A copy is needed of each line in the records that has the word "positive".
-- -- --
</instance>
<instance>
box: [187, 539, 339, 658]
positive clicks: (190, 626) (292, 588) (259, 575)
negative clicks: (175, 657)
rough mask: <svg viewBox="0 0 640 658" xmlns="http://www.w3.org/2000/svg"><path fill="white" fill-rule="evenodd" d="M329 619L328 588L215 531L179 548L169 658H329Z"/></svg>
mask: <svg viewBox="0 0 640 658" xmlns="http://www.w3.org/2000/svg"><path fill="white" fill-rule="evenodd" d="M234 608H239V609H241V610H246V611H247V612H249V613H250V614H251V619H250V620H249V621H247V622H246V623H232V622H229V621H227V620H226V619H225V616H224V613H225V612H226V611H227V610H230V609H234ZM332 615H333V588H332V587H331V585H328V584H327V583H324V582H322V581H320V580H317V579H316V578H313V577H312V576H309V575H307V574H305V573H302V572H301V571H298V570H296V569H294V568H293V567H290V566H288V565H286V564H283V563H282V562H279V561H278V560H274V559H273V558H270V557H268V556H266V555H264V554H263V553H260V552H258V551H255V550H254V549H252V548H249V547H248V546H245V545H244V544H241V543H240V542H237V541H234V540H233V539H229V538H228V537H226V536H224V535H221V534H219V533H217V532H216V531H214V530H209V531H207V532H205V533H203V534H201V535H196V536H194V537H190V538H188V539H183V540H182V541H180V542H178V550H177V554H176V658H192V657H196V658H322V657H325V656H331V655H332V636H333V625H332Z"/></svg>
-- -- --
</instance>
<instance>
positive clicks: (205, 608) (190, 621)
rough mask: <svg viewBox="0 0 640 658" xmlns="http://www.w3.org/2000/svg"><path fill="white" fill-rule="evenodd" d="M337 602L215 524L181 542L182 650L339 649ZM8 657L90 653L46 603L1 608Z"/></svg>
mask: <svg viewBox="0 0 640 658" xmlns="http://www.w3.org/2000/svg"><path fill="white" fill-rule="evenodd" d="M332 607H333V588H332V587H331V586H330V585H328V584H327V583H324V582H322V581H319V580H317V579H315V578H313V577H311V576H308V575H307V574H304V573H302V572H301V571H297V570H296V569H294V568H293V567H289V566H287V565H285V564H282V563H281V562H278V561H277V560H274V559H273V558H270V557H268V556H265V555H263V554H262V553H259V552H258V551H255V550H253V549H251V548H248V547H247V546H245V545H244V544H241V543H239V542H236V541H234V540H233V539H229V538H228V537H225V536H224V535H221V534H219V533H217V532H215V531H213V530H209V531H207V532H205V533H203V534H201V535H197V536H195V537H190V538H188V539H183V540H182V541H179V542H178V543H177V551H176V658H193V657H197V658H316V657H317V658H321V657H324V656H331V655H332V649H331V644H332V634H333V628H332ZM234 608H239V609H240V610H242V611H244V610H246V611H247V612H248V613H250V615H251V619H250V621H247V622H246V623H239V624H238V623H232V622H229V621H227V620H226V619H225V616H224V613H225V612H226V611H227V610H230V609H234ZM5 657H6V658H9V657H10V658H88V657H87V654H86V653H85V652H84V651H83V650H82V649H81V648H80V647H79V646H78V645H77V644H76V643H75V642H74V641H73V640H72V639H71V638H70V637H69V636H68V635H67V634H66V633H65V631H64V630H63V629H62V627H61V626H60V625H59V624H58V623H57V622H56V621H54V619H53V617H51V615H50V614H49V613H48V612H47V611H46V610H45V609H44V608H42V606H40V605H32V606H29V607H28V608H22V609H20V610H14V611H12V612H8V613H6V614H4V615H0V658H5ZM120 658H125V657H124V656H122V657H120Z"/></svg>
-- -- --
● Solved exercise:
positive clicks: (190, 626) (292, 588) (259, 575)
positive clicks: (205, 608) (190, 621)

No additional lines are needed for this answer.